• Problem:
Return every line in the entries below that contains the string "iron". Uppercase and lowercase letters count as different.

* BEGIN Records for the task *

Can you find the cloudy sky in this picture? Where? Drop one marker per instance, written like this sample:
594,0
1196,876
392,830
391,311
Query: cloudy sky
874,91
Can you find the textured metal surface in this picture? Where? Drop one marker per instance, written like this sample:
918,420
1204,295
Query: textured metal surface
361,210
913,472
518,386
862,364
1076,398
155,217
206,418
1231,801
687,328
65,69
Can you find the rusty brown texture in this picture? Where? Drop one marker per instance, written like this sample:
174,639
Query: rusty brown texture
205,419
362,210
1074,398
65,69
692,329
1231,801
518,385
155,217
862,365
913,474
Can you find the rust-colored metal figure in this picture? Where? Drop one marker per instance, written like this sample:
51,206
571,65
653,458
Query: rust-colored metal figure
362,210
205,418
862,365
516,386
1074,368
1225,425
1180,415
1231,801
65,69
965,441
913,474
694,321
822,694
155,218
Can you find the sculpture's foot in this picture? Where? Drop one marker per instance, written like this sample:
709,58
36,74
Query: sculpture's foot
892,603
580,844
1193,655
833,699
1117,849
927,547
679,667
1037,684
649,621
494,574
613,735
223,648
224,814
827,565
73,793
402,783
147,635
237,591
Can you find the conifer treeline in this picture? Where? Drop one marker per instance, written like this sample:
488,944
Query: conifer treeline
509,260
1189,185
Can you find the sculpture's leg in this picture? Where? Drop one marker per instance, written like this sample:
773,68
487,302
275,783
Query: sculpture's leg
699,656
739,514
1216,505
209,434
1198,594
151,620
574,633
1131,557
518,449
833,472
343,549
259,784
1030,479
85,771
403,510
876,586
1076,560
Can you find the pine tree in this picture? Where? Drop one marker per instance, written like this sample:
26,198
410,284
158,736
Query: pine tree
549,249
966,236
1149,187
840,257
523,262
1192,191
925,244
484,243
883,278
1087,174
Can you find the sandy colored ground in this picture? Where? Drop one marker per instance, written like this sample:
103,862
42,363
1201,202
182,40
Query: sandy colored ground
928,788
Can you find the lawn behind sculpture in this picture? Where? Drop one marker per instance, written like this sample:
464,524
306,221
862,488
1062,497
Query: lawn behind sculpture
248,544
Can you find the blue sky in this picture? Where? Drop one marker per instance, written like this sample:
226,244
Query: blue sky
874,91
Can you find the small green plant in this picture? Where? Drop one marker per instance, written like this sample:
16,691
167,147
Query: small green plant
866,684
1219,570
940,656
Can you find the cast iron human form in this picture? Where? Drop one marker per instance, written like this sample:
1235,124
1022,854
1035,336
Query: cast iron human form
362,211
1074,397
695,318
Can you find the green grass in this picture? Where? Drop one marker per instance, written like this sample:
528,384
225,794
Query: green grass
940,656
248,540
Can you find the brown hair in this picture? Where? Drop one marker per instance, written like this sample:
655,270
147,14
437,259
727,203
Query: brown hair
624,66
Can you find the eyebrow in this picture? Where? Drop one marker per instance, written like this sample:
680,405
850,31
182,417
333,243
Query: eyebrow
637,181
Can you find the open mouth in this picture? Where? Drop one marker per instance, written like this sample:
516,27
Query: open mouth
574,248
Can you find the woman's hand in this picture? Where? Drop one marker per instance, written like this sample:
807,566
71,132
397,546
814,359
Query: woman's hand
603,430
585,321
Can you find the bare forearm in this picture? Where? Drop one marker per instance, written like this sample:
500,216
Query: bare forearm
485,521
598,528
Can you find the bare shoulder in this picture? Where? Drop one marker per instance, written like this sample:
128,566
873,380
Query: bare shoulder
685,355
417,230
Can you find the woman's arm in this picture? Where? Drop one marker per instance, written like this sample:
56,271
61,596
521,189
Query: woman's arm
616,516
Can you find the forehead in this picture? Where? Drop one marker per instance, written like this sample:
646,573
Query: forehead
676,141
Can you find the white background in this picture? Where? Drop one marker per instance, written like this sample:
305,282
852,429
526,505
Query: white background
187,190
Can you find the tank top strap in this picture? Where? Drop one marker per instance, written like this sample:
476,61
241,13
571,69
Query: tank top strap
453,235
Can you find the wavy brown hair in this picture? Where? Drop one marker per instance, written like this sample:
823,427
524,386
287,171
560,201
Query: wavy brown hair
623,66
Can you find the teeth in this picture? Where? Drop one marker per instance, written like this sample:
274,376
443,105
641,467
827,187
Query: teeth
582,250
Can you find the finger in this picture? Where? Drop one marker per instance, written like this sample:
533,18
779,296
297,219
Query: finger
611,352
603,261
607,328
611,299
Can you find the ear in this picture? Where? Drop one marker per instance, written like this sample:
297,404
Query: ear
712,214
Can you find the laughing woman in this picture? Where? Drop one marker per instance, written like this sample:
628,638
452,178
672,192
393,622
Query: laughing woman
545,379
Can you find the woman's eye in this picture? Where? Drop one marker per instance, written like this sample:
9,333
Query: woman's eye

* END Records for the task *
* BEGIN Records for the task *

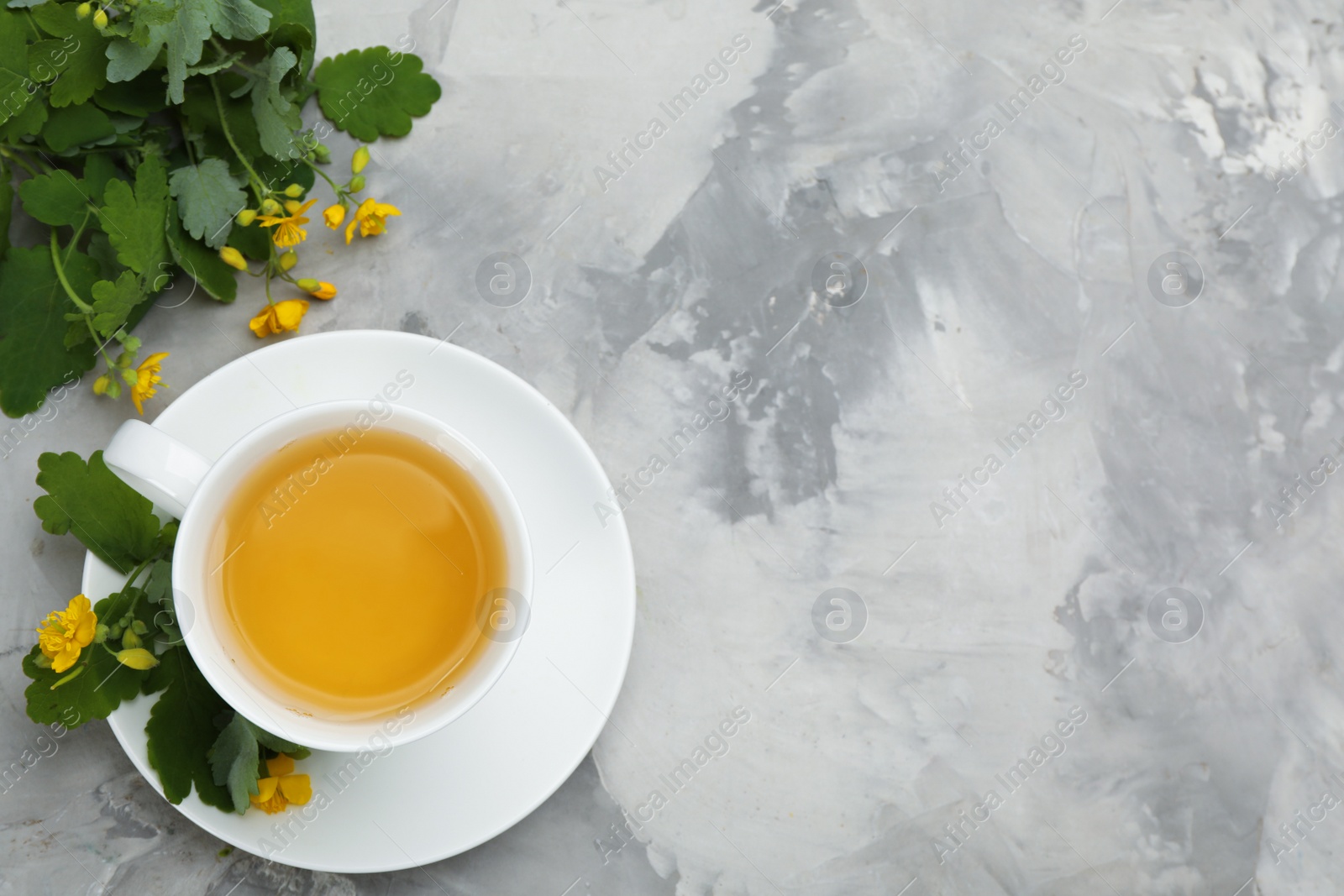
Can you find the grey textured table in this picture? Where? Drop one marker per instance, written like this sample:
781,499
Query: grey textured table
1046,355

* END Records for the task *
* BEGIN Records for the task *

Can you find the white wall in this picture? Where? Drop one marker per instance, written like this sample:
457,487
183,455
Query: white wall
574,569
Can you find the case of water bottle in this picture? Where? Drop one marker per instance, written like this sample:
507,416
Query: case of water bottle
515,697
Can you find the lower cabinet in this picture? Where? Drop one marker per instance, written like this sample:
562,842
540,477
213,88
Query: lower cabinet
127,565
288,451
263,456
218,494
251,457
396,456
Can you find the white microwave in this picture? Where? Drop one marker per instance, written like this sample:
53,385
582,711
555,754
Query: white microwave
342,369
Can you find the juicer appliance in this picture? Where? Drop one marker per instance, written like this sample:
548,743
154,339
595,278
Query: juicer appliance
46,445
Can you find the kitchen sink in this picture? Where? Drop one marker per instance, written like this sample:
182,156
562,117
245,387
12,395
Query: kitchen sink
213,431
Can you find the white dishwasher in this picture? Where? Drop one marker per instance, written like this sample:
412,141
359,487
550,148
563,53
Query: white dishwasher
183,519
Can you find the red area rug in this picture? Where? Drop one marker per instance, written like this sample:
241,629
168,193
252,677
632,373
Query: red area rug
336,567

* END Records for the task *

• Result of this exercise:
Can you find the cast iron human form in this picture? Where? Drop one marker per instance, written like this sample:
Query: cast iron human form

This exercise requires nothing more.